===== Text excerpt

The president’s son is facing three felony charges related to a gun purchase incident from 2018, and he has pleaded not guilty in the case. Special counsel David Weiss filed the charges in Delaware in September after a plea deal fell apart over the summer.

The now-withdrawn deal involved Biden pleading guilty to two misdemeanor tax charges and entering into an agreement to avoid one felony gun charge, but a judge took issue with provisions of the deal that could have prevented prosecutors from charging Biden in the future. Weiss and Biden’s defense team hit an impasse at that point, leading to Weiss indicting Biden for the gun incident.

Lowell reiterated his accusation that Weiss “reneged” on the plea deal with his client, adding that Weiss had a “change of heart” that “appears to be in response to political pressure, rather than anything newly discovered in the investigation.”

While a judge is unlikely to grant the subpoena request, Lowell argued the subpoenas are narrow in scope, would be issued in “good faith,” and are seeking records that are “highly relevant” to his defense approach.

Lowell shed light on that approach, citing examples to illustrate his argument that Trump and Republicans successfully pressured DOJ officials to investigate and prosecute his client unfairly.

He pointed to an excerpt from Barr’s book in which Barr recalled yelling at Trump on the phone in 2020, “Dammit, Mr. President, I am not going to talk to you about Hunter Biden. Period!”

==========
===== Given information

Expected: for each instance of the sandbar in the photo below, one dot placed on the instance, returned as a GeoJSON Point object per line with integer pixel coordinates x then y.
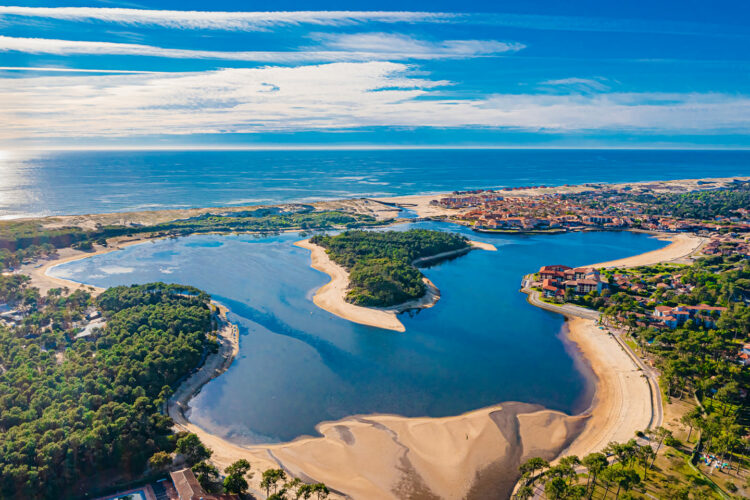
{"type": "Point", "coordinates": [331, 296]}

==========

**Problem**. For each statement about the gun charges excerpt, answer yes or no and quote the words from the excerpt that settle it. (a) The charges were filed in Delaware. (b) The withdrawn deal had Biden pleading guilty to two felony tax charges. (c) Barr recalled yelling at Trump on the phone in 2020. The listing has nothing to do with the text.

**Exercise response**.
(a) Yes: "Special counsel David Weiss filed the charges in Delaware in September"
(b) No: "Biden pleading guilty to two misdemeanor tax charges"
(c) Yes: "Barr recalled yelling at Trump on the phone in 2020"